** Source material follows **

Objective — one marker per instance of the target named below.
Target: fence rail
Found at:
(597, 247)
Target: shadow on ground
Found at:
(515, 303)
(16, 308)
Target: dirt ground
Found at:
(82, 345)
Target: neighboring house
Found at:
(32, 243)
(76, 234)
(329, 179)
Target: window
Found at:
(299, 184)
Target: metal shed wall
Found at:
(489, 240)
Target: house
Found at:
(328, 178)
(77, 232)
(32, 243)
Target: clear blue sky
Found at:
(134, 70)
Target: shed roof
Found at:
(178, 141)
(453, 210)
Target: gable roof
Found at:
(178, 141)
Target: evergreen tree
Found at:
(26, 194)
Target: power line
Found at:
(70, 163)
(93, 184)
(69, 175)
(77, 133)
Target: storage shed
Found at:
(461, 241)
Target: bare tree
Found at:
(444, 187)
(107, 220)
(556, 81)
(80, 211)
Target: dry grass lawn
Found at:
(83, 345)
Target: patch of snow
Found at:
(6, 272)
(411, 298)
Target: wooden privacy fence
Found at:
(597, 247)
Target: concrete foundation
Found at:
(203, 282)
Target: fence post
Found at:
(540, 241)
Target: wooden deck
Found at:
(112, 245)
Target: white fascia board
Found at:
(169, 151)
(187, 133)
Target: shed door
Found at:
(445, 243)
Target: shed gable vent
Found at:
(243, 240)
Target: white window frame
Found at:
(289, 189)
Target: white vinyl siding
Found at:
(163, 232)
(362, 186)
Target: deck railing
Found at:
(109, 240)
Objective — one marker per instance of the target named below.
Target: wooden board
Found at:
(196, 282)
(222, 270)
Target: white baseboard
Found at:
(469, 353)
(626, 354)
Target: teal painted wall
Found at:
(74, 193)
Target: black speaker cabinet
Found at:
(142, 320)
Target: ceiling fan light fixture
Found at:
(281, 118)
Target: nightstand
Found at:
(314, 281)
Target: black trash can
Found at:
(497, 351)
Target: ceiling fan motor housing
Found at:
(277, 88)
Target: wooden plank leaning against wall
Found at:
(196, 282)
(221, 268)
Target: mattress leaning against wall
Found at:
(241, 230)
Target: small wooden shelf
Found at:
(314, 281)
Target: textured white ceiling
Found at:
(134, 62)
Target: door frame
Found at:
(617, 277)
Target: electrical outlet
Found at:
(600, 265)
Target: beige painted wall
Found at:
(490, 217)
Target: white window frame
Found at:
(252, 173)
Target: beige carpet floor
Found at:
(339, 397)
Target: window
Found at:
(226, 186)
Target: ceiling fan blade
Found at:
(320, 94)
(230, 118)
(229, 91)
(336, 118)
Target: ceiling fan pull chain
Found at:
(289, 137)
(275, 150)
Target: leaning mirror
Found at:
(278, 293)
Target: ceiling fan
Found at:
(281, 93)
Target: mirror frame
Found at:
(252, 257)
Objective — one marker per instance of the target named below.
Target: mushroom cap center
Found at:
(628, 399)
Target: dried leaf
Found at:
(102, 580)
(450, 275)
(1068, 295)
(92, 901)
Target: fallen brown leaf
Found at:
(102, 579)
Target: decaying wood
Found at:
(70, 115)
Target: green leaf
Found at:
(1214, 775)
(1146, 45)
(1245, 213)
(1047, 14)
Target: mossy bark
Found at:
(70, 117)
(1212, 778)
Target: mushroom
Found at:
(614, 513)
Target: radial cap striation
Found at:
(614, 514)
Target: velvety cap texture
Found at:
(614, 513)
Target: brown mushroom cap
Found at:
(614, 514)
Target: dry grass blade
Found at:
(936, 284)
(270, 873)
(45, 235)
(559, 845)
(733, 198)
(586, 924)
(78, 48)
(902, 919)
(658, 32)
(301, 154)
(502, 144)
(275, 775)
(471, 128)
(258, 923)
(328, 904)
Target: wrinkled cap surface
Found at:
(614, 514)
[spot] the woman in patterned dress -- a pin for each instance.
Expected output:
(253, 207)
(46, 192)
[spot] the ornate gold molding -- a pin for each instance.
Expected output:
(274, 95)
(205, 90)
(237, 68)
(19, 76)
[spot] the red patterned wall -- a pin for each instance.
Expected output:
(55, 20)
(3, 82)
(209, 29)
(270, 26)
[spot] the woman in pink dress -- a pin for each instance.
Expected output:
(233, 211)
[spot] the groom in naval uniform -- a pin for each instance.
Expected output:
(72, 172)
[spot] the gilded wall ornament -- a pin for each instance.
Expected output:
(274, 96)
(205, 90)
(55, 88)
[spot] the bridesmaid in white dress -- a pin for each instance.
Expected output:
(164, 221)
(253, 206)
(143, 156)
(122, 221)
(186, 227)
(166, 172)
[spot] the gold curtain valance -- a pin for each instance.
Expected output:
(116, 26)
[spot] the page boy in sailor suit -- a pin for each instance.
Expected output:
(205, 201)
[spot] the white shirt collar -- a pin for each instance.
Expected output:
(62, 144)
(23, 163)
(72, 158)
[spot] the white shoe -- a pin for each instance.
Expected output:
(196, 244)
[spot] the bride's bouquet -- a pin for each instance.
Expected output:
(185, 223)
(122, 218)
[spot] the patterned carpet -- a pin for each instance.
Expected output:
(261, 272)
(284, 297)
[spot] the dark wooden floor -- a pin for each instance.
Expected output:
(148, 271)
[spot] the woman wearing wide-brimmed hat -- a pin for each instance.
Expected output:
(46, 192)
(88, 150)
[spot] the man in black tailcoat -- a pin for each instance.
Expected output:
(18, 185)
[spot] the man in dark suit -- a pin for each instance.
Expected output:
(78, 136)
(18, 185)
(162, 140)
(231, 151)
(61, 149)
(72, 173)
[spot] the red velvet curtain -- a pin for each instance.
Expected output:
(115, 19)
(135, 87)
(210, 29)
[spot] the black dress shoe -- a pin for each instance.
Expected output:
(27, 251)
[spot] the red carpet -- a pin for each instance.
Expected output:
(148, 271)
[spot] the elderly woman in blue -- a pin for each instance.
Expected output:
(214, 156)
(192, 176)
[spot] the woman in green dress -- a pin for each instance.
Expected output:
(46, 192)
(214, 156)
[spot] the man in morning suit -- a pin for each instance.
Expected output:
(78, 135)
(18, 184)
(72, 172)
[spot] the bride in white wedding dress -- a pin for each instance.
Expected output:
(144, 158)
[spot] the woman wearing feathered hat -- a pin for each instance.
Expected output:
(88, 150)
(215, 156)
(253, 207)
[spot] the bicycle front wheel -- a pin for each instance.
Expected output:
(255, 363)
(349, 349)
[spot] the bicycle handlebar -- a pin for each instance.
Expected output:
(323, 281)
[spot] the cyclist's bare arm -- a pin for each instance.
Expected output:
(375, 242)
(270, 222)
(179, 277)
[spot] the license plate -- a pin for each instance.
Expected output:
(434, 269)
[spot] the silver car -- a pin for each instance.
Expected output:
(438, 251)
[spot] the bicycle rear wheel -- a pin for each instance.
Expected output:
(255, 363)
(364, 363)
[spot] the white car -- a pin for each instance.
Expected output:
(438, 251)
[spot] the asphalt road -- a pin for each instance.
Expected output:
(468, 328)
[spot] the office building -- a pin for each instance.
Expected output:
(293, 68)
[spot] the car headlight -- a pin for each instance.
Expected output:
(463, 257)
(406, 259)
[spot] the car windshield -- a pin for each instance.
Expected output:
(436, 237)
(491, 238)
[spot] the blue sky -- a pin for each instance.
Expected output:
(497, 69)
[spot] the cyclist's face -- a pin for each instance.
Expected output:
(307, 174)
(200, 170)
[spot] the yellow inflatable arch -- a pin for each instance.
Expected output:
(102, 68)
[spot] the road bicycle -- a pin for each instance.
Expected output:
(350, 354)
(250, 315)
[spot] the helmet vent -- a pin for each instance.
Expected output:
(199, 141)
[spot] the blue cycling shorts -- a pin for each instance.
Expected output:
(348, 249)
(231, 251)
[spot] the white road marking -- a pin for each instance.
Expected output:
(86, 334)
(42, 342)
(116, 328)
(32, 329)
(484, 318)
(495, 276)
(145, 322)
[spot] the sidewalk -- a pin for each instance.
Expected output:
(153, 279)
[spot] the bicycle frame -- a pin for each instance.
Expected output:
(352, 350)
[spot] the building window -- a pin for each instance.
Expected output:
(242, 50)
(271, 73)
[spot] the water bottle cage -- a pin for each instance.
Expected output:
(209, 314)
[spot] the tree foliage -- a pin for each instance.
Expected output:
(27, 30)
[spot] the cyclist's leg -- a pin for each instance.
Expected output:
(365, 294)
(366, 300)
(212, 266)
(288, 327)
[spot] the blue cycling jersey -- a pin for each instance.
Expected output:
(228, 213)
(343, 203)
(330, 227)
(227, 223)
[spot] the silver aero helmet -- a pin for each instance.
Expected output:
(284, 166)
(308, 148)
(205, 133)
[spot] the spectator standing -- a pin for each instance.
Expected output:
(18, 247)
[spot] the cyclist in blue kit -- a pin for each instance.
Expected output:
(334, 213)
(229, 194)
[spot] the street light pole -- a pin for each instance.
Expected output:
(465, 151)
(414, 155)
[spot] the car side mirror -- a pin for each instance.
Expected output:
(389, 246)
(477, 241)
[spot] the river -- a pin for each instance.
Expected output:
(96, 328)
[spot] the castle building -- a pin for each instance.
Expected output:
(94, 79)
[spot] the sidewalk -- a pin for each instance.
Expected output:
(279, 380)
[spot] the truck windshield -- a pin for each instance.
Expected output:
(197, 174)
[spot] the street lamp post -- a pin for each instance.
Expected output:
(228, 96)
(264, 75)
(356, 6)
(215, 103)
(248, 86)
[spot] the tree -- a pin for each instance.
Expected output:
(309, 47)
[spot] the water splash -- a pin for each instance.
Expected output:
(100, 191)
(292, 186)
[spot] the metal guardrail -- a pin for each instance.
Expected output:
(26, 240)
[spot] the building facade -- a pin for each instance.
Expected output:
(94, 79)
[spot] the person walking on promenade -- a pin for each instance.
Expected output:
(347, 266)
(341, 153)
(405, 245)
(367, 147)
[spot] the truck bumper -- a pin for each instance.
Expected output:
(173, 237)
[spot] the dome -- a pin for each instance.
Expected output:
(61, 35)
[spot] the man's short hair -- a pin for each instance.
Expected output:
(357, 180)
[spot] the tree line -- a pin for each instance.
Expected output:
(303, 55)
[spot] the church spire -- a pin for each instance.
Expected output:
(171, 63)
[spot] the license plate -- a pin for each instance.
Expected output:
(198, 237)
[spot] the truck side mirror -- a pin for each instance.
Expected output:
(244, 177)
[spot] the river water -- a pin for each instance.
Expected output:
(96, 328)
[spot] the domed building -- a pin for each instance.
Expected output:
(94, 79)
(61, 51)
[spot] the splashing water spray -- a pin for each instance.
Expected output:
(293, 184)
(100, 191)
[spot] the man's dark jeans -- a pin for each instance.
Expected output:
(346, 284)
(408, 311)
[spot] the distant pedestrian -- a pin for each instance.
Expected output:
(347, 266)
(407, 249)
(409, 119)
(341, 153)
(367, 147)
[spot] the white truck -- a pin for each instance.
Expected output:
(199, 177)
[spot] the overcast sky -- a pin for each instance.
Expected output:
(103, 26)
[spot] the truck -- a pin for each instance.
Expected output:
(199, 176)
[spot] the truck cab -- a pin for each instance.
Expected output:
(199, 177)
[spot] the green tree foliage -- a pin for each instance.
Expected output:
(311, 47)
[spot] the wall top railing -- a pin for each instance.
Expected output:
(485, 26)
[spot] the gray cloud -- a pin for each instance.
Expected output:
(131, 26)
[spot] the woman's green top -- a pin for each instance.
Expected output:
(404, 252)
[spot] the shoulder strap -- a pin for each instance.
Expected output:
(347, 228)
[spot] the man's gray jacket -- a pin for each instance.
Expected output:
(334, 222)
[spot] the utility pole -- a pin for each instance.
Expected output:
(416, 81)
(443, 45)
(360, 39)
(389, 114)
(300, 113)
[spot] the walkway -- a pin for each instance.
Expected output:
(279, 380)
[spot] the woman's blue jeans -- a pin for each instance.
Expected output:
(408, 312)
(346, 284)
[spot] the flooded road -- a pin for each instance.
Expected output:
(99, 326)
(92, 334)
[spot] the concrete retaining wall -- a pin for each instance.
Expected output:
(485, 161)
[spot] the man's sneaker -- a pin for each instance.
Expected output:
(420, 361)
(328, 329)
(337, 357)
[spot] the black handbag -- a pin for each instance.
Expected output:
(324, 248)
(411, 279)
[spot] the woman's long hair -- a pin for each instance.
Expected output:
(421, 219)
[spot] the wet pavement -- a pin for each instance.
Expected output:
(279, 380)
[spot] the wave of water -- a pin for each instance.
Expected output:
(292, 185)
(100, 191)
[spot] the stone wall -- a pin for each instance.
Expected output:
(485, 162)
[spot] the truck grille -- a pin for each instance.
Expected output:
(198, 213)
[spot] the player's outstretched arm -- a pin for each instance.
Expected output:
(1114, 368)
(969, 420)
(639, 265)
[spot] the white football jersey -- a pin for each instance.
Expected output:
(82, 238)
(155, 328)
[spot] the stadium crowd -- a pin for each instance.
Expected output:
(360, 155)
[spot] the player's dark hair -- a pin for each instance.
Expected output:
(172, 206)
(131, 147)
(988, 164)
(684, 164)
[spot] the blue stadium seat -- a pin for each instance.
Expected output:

** End of Source material **

> _Instructions for the task_: Nothing but the lines from the one with "[spot] the wet" through the final line of the records above should appear, each copied exactly.

> _Task response_:
[spot] the wet pavement -- a pin for each instance.
Expected output:
(279, 380)
[spot] the wave of water -- a pin for each instance.
Expected output:
(292, 185)
(100, 191)
[spot] the stone wall -- a pin for each instance.
Expected output:
(485, 162)
[spot] the truck grille -- a pin for each instance.
Expected output:
(198, 213)
[spot] the player's outstretched arm -- a pin for each instance.
Expected output:
(1114, 368)
(969, 420)
(639, 265)
[spot] the white football jersey -- a pin for each instance.
Expected output:
(82, 238)
(155, 328)
[spot] the stadium crowd -- a pin for each instance.
Expected output:
(360, 155)
[spot] the player's dark hair -- a pin for each instance.
Expected output:
(172, 206)
(131, 147)
(988, 164)
(684, 164)
[spot] the blue stadium seat -- a pin for each instance.
Expected output:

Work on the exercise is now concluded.